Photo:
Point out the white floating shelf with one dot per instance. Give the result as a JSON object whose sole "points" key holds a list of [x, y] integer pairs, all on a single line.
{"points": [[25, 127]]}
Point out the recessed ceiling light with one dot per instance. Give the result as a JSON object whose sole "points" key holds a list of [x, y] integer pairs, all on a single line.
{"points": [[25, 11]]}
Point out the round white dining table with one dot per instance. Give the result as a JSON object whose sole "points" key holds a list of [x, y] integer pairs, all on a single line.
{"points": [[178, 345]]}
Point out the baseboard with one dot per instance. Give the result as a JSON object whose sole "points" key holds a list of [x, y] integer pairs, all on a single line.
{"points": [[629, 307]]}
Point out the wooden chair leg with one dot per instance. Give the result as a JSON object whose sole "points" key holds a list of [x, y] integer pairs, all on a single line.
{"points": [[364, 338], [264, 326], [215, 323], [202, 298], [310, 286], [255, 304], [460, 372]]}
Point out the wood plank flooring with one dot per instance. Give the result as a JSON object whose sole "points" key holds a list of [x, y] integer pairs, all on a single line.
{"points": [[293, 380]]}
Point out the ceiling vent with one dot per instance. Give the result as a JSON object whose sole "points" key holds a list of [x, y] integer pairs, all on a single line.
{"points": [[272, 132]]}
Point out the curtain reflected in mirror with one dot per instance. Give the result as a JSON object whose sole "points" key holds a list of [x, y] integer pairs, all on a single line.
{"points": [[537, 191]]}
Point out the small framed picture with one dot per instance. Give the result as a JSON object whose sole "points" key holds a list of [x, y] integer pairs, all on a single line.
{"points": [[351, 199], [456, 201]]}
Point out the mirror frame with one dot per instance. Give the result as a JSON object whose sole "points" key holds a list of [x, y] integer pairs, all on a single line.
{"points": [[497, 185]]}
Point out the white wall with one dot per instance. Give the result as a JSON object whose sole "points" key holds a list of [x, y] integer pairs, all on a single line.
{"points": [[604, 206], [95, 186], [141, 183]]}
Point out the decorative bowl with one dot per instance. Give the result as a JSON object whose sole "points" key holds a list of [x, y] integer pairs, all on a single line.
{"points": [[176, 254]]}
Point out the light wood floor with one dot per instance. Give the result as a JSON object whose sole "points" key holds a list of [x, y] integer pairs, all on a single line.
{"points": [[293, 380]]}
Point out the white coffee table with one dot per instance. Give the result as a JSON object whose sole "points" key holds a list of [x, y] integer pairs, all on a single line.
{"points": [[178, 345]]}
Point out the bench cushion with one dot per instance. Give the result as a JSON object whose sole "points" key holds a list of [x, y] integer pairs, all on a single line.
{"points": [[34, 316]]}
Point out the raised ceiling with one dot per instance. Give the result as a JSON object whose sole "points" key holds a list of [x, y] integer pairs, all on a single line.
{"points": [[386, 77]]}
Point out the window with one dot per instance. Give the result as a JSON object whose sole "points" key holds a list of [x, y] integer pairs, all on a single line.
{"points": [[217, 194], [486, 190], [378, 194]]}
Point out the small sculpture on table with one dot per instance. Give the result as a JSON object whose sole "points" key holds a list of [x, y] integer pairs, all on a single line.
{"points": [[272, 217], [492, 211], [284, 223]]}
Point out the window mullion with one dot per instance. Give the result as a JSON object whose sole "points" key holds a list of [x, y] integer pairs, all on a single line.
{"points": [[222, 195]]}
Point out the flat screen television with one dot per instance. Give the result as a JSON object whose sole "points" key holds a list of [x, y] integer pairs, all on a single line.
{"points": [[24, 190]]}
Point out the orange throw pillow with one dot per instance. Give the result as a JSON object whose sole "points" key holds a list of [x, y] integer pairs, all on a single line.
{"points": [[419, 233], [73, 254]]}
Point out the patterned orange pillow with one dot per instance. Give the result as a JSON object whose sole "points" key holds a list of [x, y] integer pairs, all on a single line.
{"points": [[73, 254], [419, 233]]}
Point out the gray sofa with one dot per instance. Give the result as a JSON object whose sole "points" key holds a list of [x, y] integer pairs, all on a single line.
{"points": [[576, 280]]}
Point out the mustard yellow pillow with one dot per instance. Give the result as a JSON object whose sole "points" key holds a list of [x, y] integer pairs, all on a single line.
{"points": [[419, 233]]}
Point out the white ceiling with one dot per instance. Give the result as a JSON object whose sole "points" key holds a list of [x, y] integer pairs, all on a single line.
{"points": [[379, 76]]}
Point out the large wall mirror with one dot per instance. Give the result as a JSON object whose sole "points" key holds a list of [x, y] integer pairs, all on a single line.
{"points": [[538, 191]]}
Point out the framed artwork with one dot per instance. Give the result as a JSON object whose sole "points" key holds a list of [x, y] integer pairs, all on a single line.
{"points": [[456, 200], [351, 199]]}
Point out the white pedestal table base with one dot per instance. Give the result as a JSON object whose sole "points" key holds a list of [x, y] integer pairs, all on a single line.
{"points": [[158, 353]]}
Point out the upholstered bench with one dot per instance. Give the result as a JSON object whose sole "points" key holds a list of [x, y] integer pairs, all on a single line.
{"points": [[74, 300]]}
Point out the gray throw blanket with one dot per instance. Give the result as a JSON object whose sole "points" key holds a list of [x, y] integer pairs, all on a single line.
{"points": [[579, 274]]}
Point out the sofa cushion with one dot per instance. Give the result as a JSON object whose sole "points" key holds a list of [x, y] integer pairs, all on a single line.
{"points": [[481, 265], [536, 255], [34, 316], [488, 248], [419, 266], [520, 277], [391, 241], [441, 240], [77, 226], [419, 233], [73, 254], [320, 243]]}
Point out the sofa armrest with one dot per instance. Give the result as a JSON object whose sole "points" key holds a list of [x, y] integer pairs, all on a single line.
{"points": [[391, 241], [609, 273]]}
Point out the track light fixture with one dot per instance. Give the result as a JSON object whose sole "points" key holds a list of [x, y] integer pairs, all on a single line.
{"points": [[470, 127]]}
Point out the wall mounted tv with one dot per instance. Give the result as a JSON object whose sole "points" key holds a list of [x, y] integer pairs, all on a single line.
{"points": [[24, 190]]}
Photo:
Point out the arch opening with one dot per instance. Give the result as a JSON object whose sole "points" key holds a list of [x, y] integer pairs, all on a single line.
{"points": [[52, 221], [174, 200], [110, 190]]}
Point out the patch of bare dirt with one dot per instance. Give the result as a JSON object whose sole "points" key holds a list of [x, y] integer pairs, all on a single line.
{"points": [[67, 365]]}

◆ PROBLEM: Print all the entries exactly as written.

◆ COMPLETED EXERCISE:
Photo:
Point out the white floating shelf with one dot per instance. Give the result as a JSON object whose sole "points" key holds a list of [x, y] integer pairs, all on a single line.
{"points": [[25, 127]]}
Point out the recessed ceiling light with one dot per instance. Give the result as a JSON object whose sole "points" key holds a list of [x, y] integer pairs, all on a single line.
{"points": [[25, 11]]}
Point out the round white dining table with one dot per instance. Give the result as a JSON object whose sole "points" key holds a list of [x, y] integer pairs, all on a single line.
{"points": [[178, 345]]}
Point out the baseboard with one dot per instance. Give the result as a JSON object whose sole "points" key holds a list of [x, y] integer pairs, all on a single line.
{"points": [[629, 307]]}
Point out the wooden chair leg with one dot per instance. Give the result as a JSON object whose sole "points" key holds a list of [x, y] integer pairs, all on a single line.
{"points": [[364, 338], [264, 326], [215, 323], [202, 298], [310, 286], [255, 304], [460, 372]]}
Point out the wood plank flooring with one dot per instance. Give the result as a JSON object whose sole "points" key holds a list of [x, y] integer pairs, all on a single line.
{"points": [[293, 380]]}
Point out the ceiling vent with one dot per instance. Give the result as a JSON object whose sole "points" key holds a list of [x, y] integer pairs, all on a single line.
{"points": [[272, 132]]}
Point out the curtain reflected in mirror with one dot per instance. Give the result as a JSON object whose sole "points" key holds a list of [x, y] integer pairs, all on a single line.
{"points": [[537, 191]]}
Point out the small framed picture with one dot per instance. Give the result as a JSON object whose sole "points" key holds a list of [x, y] integer pairs, all on a single line.
{"points": [[351, 199], [456, 201]]}
Point out the mirror frame with one dot per instance. Give the result as a JSON object whose sole "points" key holds a list of [x, y] integer pairs, all on a single line.
{"points": [[497, 185]]}
Point out the white wall with one dot per instance. Give the result as a JSON object whose sole "points" key holds a list of [x, y] integer pairs, all on a single line.
{"points": [[604, 206], [95, 186], [141, 183]]}
Point out the decorative bowl with one dot per instance. Give the result as a JSON object whose sole "points" key holds a list of [x, y] integer pairs, all on a single line.
{"points": [[176, 254]]}
Point out the light wood floor with one dot per instance. Give the result as a JSON object whose sole "points" key holds a list of [x, y] integer pairs, all on a single line.
{"points": [[293, 380]]}
Point out the white coffee table with one dot per instance. Give the result as a JSON object whose sole "points" key holds a list of [x, y] integer pairs, all on a single line.
{"points": [[178, 345]]}
Point out the bench cushion with one dot per instance. Give the result as a JSON object whose sole "points" key holds a list of [x, y] integer pairs, all on a single line.
{"points": [[34, 316]]}
Point out the raised ceiling with one dot per instance. Give the result as a JSON object whose sole "points" key holds a list of [x, y] integer pairs, all on a single line.
{"points": [[386, 77]]}
Point out the window with one dot per instance. Give the result as a JSON object whose sole "points" key holds a list of [x, y] integer pairs, all on a single line.
{"points": [[217, 194], [486, 190], [378, 194]]}
Point out the small sculpture on table with one dot per instance. Give the result as a JSON object whose sole "points" key holds a list of [x, y] integer pairs, all on a single line.
{"points": [[272, 217], [492, 211], [284, 223]]}
Point out the window mullion with one dot per instance. Give the result as a JSON object whose sole "points" key holds a list of [x, y] integer pairs, all on a single line.
{"points": [[222, 195]]}
Point out the flat screen television with one dot per instance. Give the result as a JSON object whose sole "points" key holds a list of [x, y] integer pairs, all on a single line.
{"points": [[24, 190]]}
Point out the orange throw pillow with one dot per instance. Give the result as a JSON object whose sole "points" key holds a list of [x, y] integer pairs, all on a single line.
{"points": [[419, 233], [73, 254]]}
Point out the patterned orange pillow with one dot per instance. Give the result as a JSON object whose sole "points" key holds a list of [x, y] integer pairs, all on a single line.
{"points": [[73, 254], [419, 233]]}
Point out the gray sofa with one dot per instance. Give the result as a JSON object whose sole "points" key holds a list of [x, y] integer pairs, all on a single line.
{"points": [[576, 280]]}
Point out the mustard yellow pillow with one dot per instance. Give the result as a JSON object whose sole "points" key holds a list of [x, y] integer pairs, all on a single line.
{"points": [[419, 233]]}
Point out the white ceiling with one dot per instance. Give the result as a JSON object whose sole "points" key holds a list of [x, y] integer pairs, all on a single line.
{"points": [[379, 76]]}
Point out the large wall mirror with one dot per instance. Give the result as a JSON object whose sole "points" key holds a list of [x, y] integer pairs, all on a single line.
{"points": [[538, 191]]}
Point out the framed artwork with one dot per instance. Give the result as a JSON object whose sole "points" key holds a list of [x, y] integer pairs, all on a single line.
{"points": [[456, 200], [351, 199]]}
Point out the white pedestal table base with one dot per instance. Give the result as a JSON object whose sole "points" key holds a list of [x, y] integer pairs, all on a single line.
{"points": [[158, 353]]}
Point out the upholstered bench with one dot per instance. Give the result as a JSON object whose sole "points" key holds a list of [x, y] integer pairs, all on a single line.
{"points": [[74, 300]]}
Point out the gray throw blanket with one dot per instance. Give the result as a JSON object whose sole "points" key holds a list of [x, y] integer pairs, all on a single line.
{"points": [[579, 274]]}
Point out the sofa cushion with one dot per instance. Give the result as a JSON object whose sole "points" key holds a list of [x, y] integer pairs, all on a single line.
{"points": [[481, 265], [536, 255], [34, 316], [488, 248], [419, 266], [520, 277], [391, 241], [441, 240], [77, 226], [419, 233], [73, 254], [320, 243]]}
Point out the sofa armrest with one dot per instance. Give the result as a JSON object whose sole "points" key holds a list of [x, y] integer pairs, all on a single line.
{"points": [[391, 241], [609, 273]]}
Point out the track light fixture with one dot per instance. Give the result as a JSON object whose sole "points" key holds a list of [x, y] integer pairs, all on a single line.
{"points": [[470, 127]]}
Point out the wall mounted tv with one dot per instance. Give the result as a JSON object whose sole "points" key holds a list of [x, y] integer pairs, all on a single line.
{"points": [[24, 190]]}
Photo:
Point out the arch opening with one dot per instance. Give the result as a JSON object whose sole "points" key holds a list of [x, y] integer pairs, all on a single line.
{"points": [[52, 221], [174, 200], [110, 190]]}
Point out the patch of bare dirt with one dot per instance. Give the result as a JSON object whose sole "points" key holds a list of [x, y] integer pairs, all on a single line.
{"points": [[67, 365]]}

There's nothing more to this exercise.